DATA EXTRACTS =>
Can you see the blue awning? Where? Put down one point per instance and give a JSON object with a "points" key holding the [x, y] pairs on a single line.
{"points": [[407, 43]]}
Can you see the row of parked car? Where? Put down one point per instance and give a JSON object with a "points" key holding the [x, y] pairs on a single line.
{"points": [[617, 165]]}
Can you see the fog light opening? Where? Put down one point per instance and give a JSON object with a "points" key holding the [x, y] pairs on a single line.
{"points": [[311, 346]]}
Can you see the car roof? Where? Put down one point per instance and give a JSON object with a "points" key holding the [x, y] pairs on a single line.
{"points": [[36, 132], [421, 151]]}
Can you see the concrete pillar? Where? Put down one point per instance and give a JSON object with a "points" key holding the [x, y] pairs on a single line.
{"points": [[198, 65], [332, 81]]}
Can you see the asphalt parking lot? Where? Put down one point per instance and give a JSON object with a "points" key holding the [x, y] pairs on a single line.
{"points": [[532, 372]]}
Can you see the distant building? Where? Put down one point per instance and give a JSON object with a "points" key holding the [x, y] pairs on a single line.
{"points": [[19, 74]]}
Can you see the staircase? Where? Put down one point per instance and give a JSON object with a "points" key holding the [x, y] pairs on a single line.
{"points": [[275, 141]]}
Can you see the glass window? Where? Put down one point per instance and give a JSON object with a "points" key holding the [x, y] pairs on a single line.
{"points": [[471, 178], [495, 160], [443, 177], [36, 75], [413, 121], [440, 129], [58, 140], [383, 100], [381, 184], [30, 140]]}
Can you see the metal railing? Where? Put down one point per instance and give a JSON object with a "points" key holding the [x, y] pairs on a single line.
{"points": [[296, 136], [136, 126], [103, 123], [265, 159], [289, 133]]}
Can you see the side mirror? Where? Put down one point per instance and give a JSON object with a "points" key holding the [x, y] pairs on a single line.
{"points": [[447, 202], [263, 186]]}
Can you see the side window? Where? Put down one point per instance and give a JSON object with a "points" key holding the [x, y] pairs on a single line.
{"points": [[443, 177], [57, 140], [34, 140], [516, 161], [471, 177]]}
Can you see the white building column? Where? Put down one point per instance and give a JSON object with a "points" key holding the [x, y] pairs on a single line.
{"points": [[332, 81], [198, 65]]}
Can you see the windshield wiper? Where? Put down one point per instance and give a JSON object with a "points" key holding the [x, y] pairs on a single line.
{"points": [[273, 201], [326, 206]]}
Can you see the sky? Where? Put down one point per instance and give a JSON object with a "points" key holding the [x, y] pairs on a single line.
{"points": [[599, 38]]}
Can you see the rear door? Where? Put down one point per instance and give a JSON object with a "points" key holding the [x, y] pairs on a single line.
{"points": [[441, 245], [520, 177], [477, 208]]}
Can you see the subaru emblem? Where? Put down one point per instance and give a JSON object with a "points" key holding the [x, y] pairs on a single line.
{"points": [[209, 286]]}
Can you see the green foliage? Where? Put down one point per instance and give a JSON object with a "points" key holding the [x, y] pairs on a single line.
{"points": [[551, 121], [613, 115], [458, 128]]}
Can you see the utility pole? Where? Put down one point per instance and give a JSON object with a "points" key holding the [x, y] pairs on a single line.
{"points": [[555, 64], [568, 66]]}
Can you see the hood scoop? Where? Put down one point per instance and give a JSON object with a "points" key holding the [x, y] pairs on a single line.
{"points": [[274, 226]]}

TASK DIRECTIONS =>
This exercise calls for every record to be restated word for word.

ANSWER TO THIS TASK =>
Can you see the blue awning? Where? Put down one point per instance and give a JSON object with a "points" key holding the [x, y] pairs on a single line.
{"points": [[407, 43]]}
Can you see the row of parked car? Where? Put down one point per instance and give a JSON object with a "points" key holding the [x, y] pairs on a single line.
{"points": [[617, 165]]}
Can you see the fog light opening? Where? Put down one point per instance and give a JSON object with a "points" key holding the [x, y] pairs on a single line.
{"points": [[311, 346]]}
Can you see the car roof? Where? Put down one point per instance and give a JSON object with a "points" key holding the [x, y] pairs on a single line.
{"points": [[36, 132], [421, 151]]}
Can you see the concrete pillar? Where? Put down one point per instance and give a JSON object with a "points" key holding the [x, y] pairs on a single line.
{"points": [[198, 65], [332, 81]]}
Can you see the asphalt parking lot? Where? Put down one point per instance and give a JSON object with a "points" key holding the [x, y] pairs on a single line.
{"points": [[532, 372]]}
Can you see the distant building? Where? Put down one point per instance and give a JSON object with a "points" key holding the [x, y] pairs on a single line.
{"points": [[19, 74]]}
Can you see the staircase? Where? Put down one point per instance and give a JSON object with a "points" key holding the [x, y] pairs on a single line.
{"points": [[275, 141]]}
Can you see the glass window? Where? Put down one point per instance and give a JSON object with a "points" key holding the [x, y] pairs on a single line.
{"points": [[471, 178], [495, 160], [443, 177], [36, 75], [413, 121], [440, 129], [58, 140], [383, 100], [381, 184], [30, 140]]}
Can you see the metal railing? Where? Put down one point per instance and give a JSON object with a "points" key holding the [x, y] pairs on a single line.
{"points": [[296, 136], [136, 126], [103, 123], [265, 159], [289, 133]]}
Can you see the side mirror? Where? Put down one point per instance and give a JSON object with a "points" key holding the [x, y] pairs on a single line.
{"points": [[447, 202], [263, 186]]}
Can you see the side window? Where? Put down one point per instance and give a JSON object with a "points" key holding the [x, y] pairs on a single line.
{"points": [[443, 177], [57, 140], [34, 140], [516, 161], [471, 177]]}
Can you see the white building column? Where? Put down one point per instance and give a JSON object with a "points" key holding the [x, y] pairs on a single line.
{"points": [[332, 81], [198, 65]]}
Can you see the windshield wiper? Where? Put down one point per instance and give a JSON object with a "points" key holding the [x, y] pairs on a single line.
{"points": [[273, 201], [326, 206]]}
Can you see the sky? Where? Put down one point per instance and give a JSON object with a "points" key holding the [x, y] pairs on a single line.
{"points": [[599, 38]]}
Can you see the rear door? Where? Put down one point per instance and give a JSON object with a "points" key holding the [x, y] pairs on a single line.
{"points": [[441, 245], [520, 177], [477, 208]]}
Can you see the subaru emblem? Where? Put down one point per instance and give a JSON object with a "points" key holding the [x, y] pairs on a single line.
{"points": [[209, 286]]}
Can you see the green foliage? Where? Put down one point per instance and give a JSON object with a "points" key holding the [x, y] pairs on a single line.
{"points": [[551, 121], [613, 115], [458, 128]]}
Can you see the utility pole? Where? Put down one point per instance and give a JSON object with a "points" key holding the [x, y] pairs on a single line.
{"points": [[555, 64], [568, 66]]}
Can you see the hood scoop? Where? Put down one point per instance and give a JSON object with a "points" key holding the [x, y] pairs on a single line.
{"points": [[274, 226]]}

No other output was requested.